_QUESTIONS_
a) Answer these questions using the passage on protein:
(i) What does the prefix "macro" mean?
(ii) What percentage of bovine milk is casein?
(iii) For how many years have nutrition researchers studied how casein behaves compared with whey protein?
b) Echo the passage on protein word for word, from "Macronutrients are key" to "cells, tissues, etc.", inclusive.
c) List every macronutrient that the passage on protein names.

_EXTRACT PROVIDED_
_____
Education Objectives:

• Protein and its impact on health and performance
• Protein types and how to make sound decisions surrounding protein types

What is Protein and Why Is it Important?

Macronutrients are key nutrients needed by our body in large amounts (macro is a prefix that means ’large’) and include carbohydrate, proteins, and fats. Of these, protein is the only macronutrient that isn’t stored across our body and instead is utilized by all of our cells to build and rebuild parts of new cells, tissues, etc.

Several types of protein exist and when ranked using traditional rating schema, animal proteins, such as beef, chicken, turkey, fish, eggs, milk, and other ‘flesh proteins’, routinely rank as the highest quality. While animal proteins are key parts of many meals across a typical American diet, milk contains two proteins that are highly regarded as well: whey and casein.

Did you know that traditional bovine (cow) milk, if separated, is composed of 80% casein and 20% whey…a natural blend of two different animal proteins (more on that later).

What is Casein?

Casein protein is a relatively high-quality source of protein with a healthy supply of amino acids, including the critically important essential amino acids.

While this sounds encouraging, in many aspects of dairy production, casein is a waste product. Discarded. Thrown away. Talk about a ‘yin’ and a ‘yang’ perspective on something.

This may get you thinking, if casein is a waste product to some people, why should I care about it? Nutrition researchers for 20+ years now have researched how casein behaves after we consume it in comparison to whey protein and stark, yet meaningful differences have been well documented.
_____
Stored data entries:
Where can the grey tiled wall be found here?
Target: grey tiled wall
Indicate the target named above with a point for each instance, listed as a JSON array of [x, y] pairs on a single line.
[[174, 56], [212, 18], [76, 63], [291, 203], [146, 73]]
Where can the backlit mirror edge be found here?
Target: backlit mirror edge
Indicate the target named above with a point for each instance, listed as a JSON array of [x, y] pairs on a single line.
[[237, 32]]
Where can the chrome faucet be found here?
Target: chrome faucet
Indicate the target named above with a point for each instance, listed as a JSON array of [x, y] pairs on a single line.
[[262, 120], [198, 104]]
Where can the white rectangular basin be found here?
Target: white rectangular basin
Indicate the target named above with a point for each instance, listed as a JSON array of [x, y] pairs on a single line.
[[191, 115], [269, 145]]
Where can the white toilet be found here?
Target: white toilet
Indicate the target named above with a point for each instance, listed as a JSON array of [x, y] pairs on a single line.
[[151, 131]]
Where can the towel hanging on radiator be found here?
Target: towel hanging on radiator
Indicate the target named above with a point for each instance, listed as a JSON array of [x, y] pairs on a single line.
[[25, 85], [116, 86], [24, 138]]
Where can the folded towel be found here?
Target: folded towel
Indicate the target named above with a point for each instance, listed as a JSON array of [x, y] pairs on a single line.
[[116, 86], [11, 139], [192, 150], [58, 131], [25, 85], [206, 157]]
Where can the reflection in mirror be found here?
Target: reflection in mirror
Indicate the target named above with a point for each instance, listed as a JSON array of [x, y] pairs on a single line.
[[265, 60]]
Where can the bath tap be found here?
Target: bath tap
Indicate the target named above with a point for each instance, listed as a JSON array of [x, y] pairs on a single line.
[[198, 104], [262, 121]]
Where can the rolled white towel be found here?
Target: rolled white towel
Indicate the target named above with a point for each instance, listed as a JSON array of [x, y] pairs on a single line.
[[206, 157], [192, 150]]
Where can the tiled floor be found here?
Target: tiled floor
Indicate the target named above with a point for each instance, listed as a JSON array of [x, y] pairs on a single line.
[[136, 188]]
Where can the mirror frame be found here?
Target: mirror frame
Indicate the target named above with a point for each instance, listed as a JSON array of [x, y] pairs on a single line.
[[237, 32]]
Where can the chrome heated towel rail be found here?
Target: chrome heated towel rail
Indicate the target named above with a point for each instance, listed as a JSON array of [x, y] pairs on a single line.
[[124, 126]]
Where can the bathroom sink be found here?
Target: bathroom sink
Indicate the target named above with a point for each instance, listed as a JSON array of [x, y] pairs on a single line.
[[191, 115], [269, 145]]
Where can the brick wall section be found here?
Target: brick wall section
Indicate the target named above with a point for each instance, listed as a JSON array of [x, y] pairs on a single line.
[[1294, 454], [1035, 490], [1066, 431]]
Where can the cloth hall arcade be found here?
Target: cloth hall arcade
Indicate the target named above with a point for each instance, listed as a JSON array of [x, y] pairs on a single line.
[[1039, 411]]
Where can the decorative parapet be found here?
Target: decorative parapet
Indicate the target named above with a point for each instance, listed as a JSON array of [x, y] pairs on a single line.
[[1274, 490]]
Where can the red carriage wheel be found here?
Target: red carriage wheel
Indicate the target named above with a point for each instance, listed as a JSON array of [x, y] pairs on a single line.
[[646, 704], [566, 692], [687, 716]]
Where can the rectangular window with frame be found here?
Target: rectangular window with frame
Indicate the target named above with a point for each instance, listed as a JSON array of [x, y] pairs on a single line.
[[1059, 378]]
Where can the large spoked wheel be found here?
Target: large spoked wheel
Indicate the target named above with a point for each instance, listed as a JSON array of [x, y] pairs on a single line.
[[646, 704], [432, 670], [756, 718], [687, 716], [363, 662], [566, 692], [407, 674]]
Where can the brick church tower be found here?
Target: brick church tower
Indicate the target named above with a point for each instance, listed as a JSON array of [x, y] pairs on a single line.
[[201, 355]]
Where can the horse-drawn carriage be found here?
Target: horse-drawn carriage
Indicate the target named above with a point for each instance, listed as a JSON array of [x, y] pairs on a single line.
_____
_RESULTS BY TASK_
a)
(i) Large
(ii) 80%
(iii) 20+ years

b)
Macronutrients are key nutrients needed by our body in large amounts (macro is a prefix that means ’large’) and include carbohydrate, proteins, and fats. Of these, protein is the only macronutrient that isn’t stored across our body and instead is utilized by all of our cells to build and rebuild parts of new cells, tissues, etc.

c) Carbohydrate, proteins, fats